STATED GOAL: Format everything from the start of the records down to and including the line containing "[0,318,800,533]" as a numbered list, omitting blank lines. Leave the pictures out of the answer.

DATA FOR THIS EXERCISE:
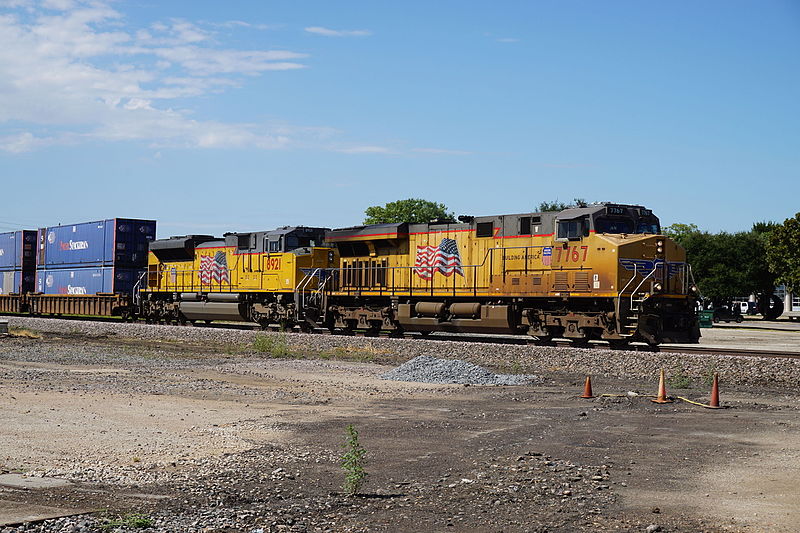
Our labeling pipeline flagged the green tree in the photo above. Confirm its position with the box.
[664,222,775,318]
[766,213,800,292]
[536,198,589,213]
[364,198,455,224]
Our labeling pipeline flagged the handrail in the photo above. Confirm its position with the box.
[294,268,320,320]
[631,264,658,307]
[133,270,150,307]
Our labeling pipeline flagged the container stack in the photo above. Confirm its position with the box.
[35,218,156,295]
[0,230,36,295]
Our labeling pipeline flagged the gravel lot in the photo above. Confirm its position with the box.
[0,318,800,533]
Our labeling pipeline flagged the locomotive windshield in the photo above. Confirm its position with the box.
[594,217,660,234]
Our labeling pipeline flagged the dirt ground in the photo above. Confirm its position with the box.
[0,330,800,532]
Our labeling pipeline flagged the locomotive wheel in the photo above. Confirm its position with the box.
[608,339,628,350]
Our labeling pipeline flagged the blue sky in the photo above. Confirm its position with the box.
[0,0,800,236]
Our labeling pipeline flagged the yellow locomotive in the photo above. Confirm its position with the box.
[141,204,700,344]
[326,204,700,344]
[139,226,334,326]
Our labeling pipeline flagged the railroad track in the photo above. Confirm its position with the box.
[8,315,800,359]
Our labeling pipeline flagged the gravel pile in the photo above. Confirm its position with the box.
[380,355,538,385]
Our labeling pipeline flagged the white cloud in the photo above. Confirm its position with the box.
[334,146,396,154]
[0,0,308,153]
[0,131,37,154]
[411,148,472,155]
[305,26,372,37]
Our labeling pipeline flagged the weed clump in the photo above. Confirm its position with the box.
[253,333,292,357]
[668,368,692,389]
[340,424,367,496]
[8,326,42,339]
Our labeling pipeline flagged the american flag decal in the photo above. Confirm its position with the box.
[200,251,231,284]
[414,239,464,280]
[542,246,553,266]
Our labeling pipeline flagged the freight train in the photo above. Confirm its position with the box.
[0,203,700,345]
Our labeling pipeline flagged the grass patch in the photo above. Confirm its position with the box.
[667,368,692,389]
[8,326,42,339]
[339,424,367,496]
[100,513,153,531]
[253,333,296,357]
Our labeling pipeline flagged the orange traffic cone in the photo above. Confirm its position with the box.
[581,376,594,398]
[650,368,672,403]
[708,372,719,407]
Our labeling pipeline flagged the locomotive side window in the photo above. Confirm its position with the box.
[636,220,661,235]
[519,217,531,235]
[556,218,589,241]
[475,222,494,237]
[594,217,633,233]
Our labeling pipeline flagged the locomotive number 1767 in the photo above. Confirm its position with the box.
[264,257,281,270]
[556,246,589,263]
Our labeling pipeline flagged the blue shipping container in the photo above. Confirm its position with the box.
[0,230,36,270]
[36,267,144,294]
[38,218,156,268]
[0,270,36,294]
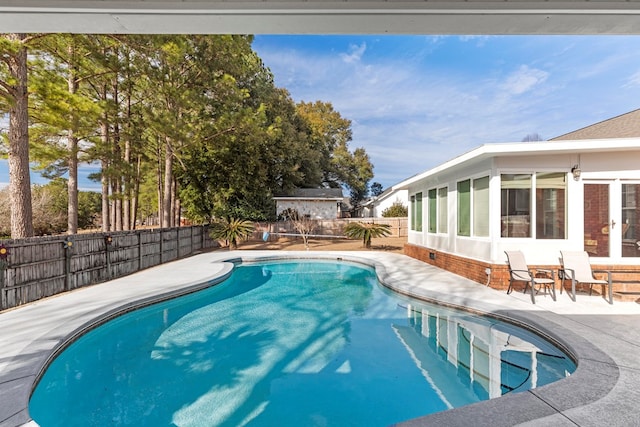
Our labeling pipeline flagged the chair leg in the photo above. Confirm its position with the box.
[524,278,536,304]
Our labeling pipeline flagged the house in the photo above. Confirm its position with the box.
[273,188,344,219]
[393,110,640,291]
[361,187,409,218]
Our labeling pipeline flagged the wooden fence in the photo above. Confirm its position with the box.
[0,226,217,310]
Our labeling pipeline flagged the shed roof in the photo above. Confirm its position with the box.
[274,188,344,200]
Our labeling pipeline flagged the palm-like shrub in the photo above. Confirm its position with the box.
[209,218,254,249]
[343,222,391,248]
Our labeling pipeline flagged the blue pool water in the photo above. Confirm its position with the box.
[29,261,575,427]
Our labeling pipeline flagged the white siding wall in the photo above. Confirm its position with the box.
[408,149,640,265]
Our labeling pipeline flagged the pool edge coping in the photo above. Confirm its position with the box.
[0,251,632,427]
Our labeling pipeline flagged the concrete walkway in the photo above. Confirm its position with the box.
[0,251,640,427]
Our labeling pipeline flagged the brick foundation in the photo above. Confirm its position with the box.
[404,243,640,300]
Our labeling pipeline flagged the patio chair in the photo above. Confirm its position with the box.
[505,251,556,304]
[558,251,613,304]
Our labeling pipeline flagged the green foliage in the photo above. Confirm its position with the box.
[343,222,391,248]
[209,218,254,249]
[382,202,409,218]
[370,182,384,197]
[0,34,380,229]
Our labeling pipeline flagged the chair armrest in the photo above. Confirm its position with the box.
[558,268,576,280]
[593,270,611,283]
[509,269,533,277]
[536,268,556,280]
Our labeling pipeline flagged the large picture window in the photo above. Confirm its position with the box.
[622,184,640,257]
[411,193,422,231]
[473,176,489,237]
[500,172,567,239]
[438,187,449,233]
[427,188,438,233]
[536,172,567,239]
[458,179,471,236]
[500,174,532,241]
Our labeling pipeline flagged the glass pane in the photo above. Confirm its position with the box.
[500,174,531,241]
[411,196,416,230]
[429,188,437,233]
[438,187,449,233]
[416,193,422,231]
[473,176,489,237]
[584,184,610,257]
[458,180,471,236]
[536,172,567,239]
[620,184,640,257]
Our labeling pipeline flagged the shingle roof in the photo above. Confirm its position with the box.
[549,109,640,141]
[274,188,344,199]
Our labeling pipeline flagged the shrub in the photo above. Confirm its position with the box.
[344,222,391,248]
[209,218,254,249]
[382,202,409,218]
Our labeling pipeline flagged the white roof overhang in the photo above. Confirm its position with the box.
[0,0,640,34]
[393,138,640,190]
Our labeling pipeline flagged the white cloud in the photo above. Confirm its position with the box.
[340,42,367,64]
[624,71,640,87]
[504,65,549,95]
[252,37,640,187]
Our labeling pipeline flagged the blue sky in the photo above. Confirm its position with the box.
[0,35,640,189]
[254,36,640,188]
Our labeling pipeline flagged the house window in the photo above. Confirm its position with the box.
[500,172,567,239]
[622,184,640,257]
[438,187,449,233]
[500,174,532,237]
[458,179,471,236]
[428,188,438,233]
[411,193,422,231]
[536,172,567,239]
[473,176,489,237]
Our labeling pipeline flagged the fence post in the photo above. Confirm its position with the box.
[104,234,113,280]
[160,228,162,264]
[176,227,180,259]
[136,230,142,271]
[62,237,73,291]
[0,255,7,310]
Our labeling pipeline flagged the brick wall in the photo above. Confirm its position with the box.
[404,243,640,292]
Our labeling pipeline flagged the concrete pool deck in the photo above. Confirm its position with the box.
[0,250,640,427]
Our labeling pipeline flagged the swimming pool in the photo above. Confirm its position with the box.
[29,261,575,427]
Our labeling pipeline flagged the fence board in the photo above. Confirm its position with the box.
[0,226,216,310]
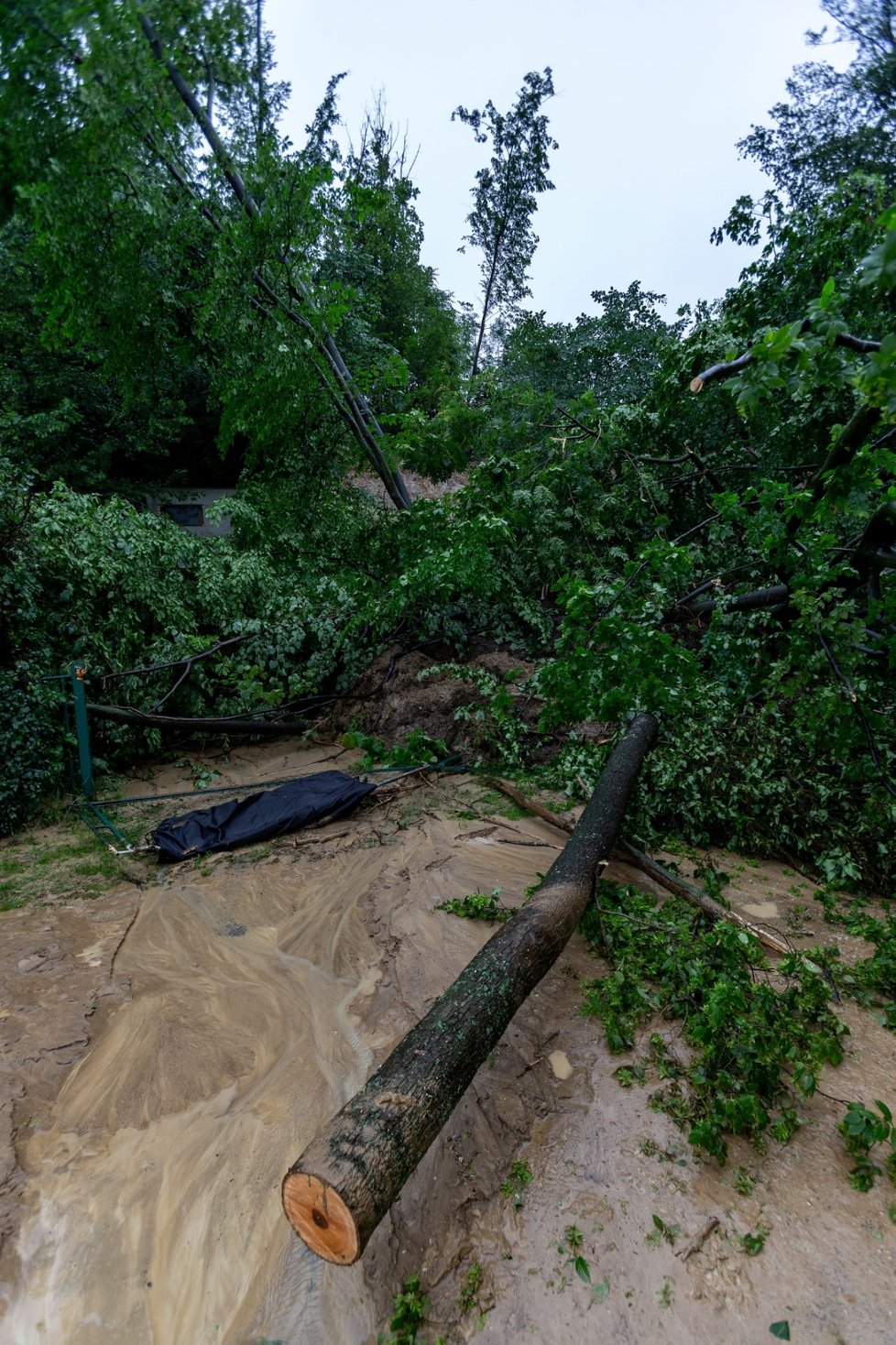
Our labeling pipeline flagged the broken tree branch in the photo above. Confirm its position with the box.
[282,715,658,1265]
[487,778,793,954]
[87,705,308,737]
[690,317,880,393]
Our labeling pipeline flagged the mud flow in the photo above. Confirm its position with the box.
[0,748,896,1345]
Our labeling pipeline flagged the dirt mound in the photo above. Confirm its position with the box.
[331,643,612,765]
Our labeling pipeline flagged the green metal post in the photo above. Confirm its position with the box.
[70,663,93,799]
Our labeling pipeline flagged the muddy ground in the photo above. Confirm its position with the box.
[0,747,896,1345]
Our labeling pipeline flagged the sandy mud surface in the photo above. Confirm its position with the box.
[0,748,896,1345]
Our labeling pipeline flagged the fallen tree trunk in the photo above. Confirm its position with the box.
[487,776,793,954]
[87,705,308,737]
[282,715,657,1265]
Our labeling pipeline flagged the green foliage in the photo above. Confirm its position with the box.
[341,729,449,771]
[378,1275,429,1345]
[500,1158,531,1209]
[457,1262,482,1314]
[451,67,557,378]
[583,883,847,1162]
[836,1100,896,1190]
[436,888,514,924]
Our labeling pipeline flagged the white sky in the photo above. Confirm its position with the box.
[265,0,847,322]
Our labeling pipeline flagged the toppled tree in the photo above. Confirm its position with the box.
[282,715,657,1265]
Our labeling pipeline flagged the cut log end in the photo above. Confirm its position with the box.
[282,1170,361,1265]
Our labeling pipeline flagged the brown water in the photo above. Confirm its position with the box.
[0,749,896,1345]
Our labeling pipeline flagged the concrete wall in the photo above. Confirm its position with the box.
[147,487,235,537]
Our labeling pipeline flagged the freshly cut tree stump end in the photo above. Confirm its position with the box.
[282,1170,361,1265]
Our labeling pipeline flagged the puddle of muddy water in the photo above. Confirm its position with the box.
[0,749,896,1345]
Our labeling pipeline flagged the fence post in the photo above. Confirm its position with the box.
[70,663,93,799]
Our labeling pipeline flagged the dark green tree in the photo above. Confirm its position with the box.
[451,66,558,378]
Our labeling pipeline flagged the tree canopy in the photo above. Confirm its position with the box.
[0,0,896,909]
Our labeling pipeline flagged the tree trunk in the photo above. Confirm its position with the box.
[87,705,308,737]
[140,15,411,509]
[282,715,657,1265]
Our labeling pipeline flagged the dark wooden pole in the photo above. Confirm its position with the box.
[282,715,657,1265]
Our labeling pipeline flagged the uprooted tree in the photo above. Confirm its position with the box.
[282,715,658,1265]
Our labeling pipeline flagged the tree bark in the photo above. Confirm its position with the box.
[282,715,657,1265]
[87,705,308,737]
[138,14,411,509]
[486,776,793,954]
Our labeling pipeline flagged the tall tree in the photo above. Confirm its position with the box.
[0,0,409,508]
[451,66,558,378]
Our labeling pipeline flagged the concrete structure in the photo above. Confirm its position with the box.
[147,487,235,537]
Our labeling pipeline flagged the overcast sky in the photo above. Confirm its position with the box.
[265,0,847,322]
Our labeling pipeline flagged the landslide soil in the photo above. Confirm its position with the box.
[0,747,896,1345]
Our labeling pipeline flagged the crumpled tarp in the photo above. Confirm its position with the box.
[149,771,377,862]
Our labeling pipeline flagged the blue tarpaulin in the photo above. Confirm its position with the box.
[149,771,377,862]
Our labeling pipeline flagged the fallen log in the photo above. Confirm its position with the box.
[87,705,308,737]
[282,715,657,1265]
[488,778,793,955]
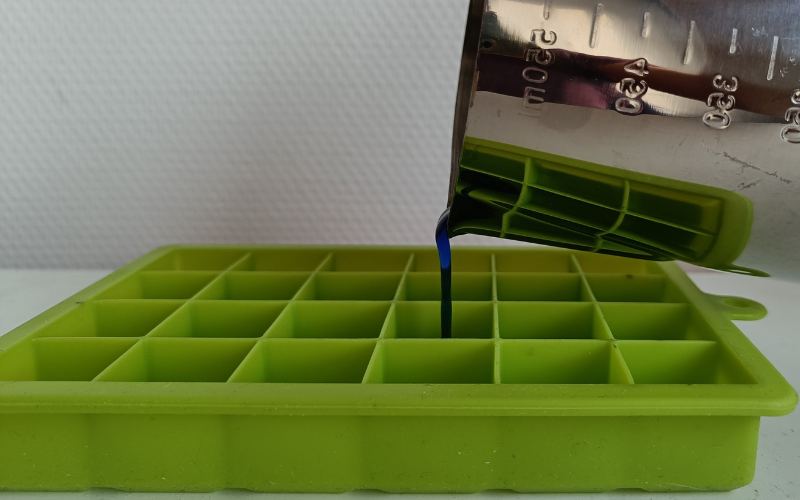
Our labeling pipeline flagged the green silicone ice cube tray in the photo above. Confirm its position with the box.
[0,247,797,492]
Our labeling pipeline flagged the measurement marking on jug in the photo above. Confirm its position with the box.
[767,36,780,81]
[623,59,650,76]
[589,3,603,48]
[781,89,800,144]
[683,21,697,64]
[522,87,545,109]
[614,59,650,115]
[517,29,558,110]
[703,74,739,130]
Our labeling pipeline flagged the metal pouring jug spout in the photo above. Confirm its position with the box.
[448,0,800,280]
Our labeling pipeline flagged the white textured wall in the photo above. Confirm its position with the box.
[0,0,494,268]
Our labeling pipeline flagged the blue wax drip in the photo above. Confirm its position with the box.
[436,208,453,339]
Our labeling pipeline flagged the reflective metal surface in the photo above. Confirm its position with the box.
[451,0,800,279]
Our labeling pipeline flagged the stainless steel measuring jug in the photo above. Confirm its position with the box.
[448,0,800,280]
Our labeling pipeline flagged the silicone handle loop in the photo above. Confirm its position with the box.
[707,294,767,321]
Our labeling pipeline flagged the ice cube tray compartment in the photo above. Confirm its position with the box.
[0,248,776,384]
[0,246,796,492]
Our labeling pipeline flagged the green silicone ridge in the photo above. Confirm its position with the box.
[449,137,763,275]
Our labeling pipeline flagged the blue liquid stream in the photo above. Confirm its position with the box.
[436,208,453,339]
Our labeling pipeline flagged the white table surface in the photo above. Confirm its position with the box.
[0,270,800,500]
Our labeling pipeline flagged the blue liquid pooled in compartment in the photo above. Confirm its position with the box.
[436,208,453,339]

ANSWER FOR THE TASK:
1. Our labeling pipeline flagged the green tree in the photo above. Confirm its position with the box.
2. [664,222,775,318]
3. [766,213,800,292]
4. [536,198,589,213]
5. [364,198,455,224]
6. Our labeling pipeline flagged the handrail in the photo above. Confirm its position with the box.
7. [294,268,320,320]
8. [631,264,658,307]
9. [133,270,150,307]
10. Our labeling pipeline flagged the container stack in the photo above. Confirm its position with the box.
11. [35,218,156,295]
12. [0,230,36,295]
13. Our labeling pipeline flagged the gravel lot in the photo above. Confirm its position with the box.
14. [0,318,800,533]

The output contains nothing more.